### Text passage

══════════════════════════════

Term 1 Week 6: Optimising Mathematically

Question 1

How do we use the lagrangian to optimise mathematically (3)

Answer 1

-L = U(x1, x2) + λ(M - p1x1 - p2x2)
-Then partially differentiate with respect to X, Y and λ (FOC’s), equal the first 2 to eachother then plug this in the third one to get Marshallian demands: x*(p1, p2, m)
-The primal is utility maximisation with a given budget

Question 2

What does tangency/λ imply (2)

Answer 2

-λ* is the marginal utility of income
-Tangency implies (λ* = MU/p) you keep on spending where the marginal utility is equal to the price

Question 3

What is the general rule for optimal consumption (1)

Answer 3

-MUx/Px = MUy/Py etc

Question 4

What is the Dual problem (3)

Answer 4

-Find the initial bundle (utility maximisation (highest IC subject to BC))

══════════════════════════════

### Dataset rows
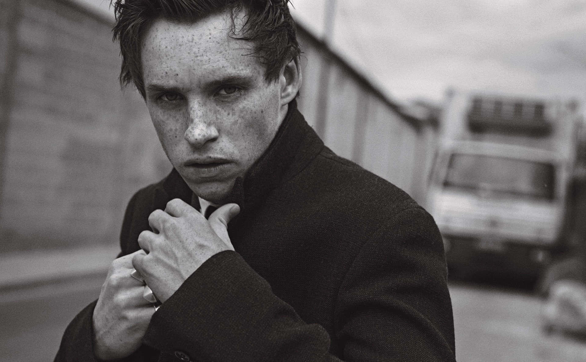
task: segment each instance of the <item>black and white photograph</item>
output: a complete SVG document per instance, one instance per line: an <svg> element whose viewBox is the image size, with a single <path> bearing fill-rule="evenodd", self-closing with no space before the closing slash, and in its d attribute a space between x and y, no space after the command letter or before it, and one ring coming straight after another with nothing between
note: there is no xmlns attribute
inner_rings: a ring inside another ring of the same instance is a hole
<svg viewBox="0 0 586 362"><path fill-rule="evenodd" d="M586 361L586 0L0 0L0 362Z"/></svg>

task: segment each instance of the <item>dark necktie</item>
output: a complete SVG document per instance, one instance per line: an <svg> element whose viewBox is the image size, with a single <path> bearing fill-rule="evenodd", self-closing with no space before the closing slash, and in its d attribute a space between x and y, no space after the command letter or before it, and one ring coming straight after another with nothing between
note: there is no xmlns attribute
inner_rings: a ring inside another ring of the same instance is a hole
<svg viewBox="0 0 586 362"><path fill-rule="evenodd" d="M206 213L203 216L206 217L206 219L209 219L210 215L217 209L218 208L213 205L208 205L207 208L206 209Z"/></svg>

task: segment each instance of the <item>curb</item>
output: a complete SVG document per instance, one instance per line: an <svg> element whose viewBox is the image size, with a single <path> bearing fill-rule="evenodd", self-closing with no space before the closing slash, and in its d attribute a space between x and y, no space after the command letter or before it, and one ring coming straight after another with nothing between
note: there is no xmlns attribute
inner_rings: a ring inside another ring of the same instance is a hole
<svg viewBox="0 0 586 362"><path fill-rule="evenodd" d="M112 245L0 254L0 292L105 275L119 251L120 247Z"/></svg>

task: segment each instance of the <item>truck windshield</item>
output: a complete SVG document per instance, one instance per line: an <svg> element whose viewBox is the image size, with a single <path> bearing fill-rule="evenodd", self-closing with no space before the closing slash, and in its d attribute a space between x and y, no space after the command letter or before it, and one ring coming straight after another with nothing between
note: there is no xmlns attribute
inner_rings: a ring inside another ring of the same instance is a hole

══════════════════════════════

### Aim
Copy out the full set of economics study notes on the Lagrangian, word for word.

### Finished task
Term 1 Week 6: Optimising Mathematically

Question 1

How do we use the lagrangian to optimise mathematically (3)

Answer 1

-L = U(x1, x2) + λ(M - p1x1 - p2x2)
-Then partially differentiate with respect to X, Y and λ (FOC’s), equal the first 2 to eachother then plug this in the third one to get Marshallian demands: x*(p1, p2, m)
-The primal is utility maximisation with a given budget

Question 2

What does tangency/λ imply (2)

Answer 2

-λ* is the marginal utility of income
-Tangency implies (λ* = MU/p) you keep on spending where the marginal utility is equal to the price

Question 3

What is the general rule for optimal consumption (1)

Answer 3

-MUx/Px = MUy/Py etc

Question 4

What is the Dual problem (3)

Answer 4

-Find the initial bundle (utility maximisation (highest IC subject to BC))